● REQUIREMENTS
1 – Set down the stretch from "The measured cross" through "photon approximation (EPA)" in the excerpt on bottom production, keeping every character unchanged.
2 – In the excerpt on bottom production, what approximation is used to calculate the integrated flux factors $f_A$ and $f_B$?

● EXCERPT PROVIDED
The measured cross section exceeds the theoretical predictions
by a large factor.
This is a new situation in comparison to the charm production
where the deficit is much smaller. We shall consider the
case of bottom production in more detail below.

The cross section for the $e^+ e^- \rightarrow b \bar b \; X$ reaction
when both positron and electron are antitagged
can be easily estimated in the equivalent photon approximation (EPA)
as
%
\begin{eqnarray}
\sigma(e^+ e^- \rightarrow b \bar b X; W_{ee}) =
\int d x_A d x_B \; f_A(E_b,\theta_{max},x_A)
                    f_B(E_b,\theta_{max},x_B)
\nonumber \\
\sigma(\gamma \gamma \rightarrow b \bar b X; W) \; ,
\label{EPA}
\end{eqnarray}
%
where $f_A$ and $f_B$ are virtuality-integrated flux factors
of photons in the positron and electron, respectively, and
$\theta_{max}$ is the maximal angle of the
positron/electron not to be identified by the experimental aparatus.
In the present analysis we calculate the integrated flux factors
$f_A$ and $f_B$ in a simple logarithmic approximation.

● SUPPLIED INFORMATION
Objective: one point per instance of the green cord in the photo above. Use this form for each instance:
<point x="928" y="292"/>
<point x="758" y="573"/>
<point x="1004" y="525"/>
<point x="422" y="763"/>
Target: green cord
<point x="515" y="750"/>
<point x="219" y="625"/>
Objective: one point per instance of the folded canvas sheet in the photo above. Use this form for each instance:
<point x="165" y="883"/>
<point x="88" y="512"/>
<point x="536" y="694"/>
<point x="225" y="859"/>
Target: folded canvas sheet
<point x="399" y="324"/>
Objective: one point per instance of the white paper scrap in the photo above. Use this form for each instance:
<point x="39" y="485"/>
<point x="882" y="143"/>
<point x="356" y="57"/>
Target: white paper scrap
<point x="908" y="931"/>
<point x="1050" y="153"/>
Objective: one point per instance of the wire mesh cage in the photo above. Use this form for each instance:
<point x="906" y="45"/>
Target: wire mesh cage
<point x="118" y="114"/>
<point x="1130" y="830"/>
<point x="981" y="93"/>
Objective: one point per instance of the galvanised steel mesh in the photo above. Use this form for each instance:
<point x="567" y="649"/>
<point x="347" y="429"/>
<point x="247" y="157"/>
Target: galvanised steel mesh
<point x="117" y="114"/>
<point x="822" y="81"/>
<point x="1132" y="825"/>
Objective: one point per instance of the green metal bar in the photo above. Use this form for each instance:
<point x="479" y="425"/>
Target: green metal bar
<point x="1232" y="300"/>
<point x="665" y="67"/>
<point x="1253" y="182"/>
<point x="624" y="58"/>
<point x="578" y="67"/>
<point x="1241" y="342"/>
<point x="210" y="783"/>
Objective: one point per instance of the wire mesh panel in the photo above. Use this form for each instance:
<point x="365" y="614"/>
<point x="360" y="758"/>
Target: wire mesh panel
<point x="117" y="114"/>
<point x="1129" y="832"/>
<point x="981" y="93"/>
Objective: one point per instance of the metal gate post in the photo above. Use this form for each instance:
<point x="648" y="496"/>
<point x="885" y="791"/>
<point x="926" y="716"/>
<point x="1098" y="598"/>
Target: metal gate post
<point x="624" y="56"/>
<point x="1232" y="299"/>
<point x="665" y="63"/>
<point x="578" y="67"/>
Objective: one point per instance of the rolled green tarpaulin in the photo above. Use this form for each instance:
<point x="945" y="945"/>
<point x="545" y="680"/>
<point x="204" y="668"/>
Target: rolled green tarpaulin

● THE RESPONSES
1 –
The measured cross section exceeds the theoretical predictions
by a large factor.
This is a new situation in comparison to the charm production
where the deficit is much smaller. We shall consider the
case of bottom production in more detail below.

The cross section for the $e^+ e^- \rightarrow b \bar b \; X$ reaction
when both positron and electron are antitagged
can be easily estimated in the equivalent photon approximation (EPA)

2 – A simple logarithmic approximation.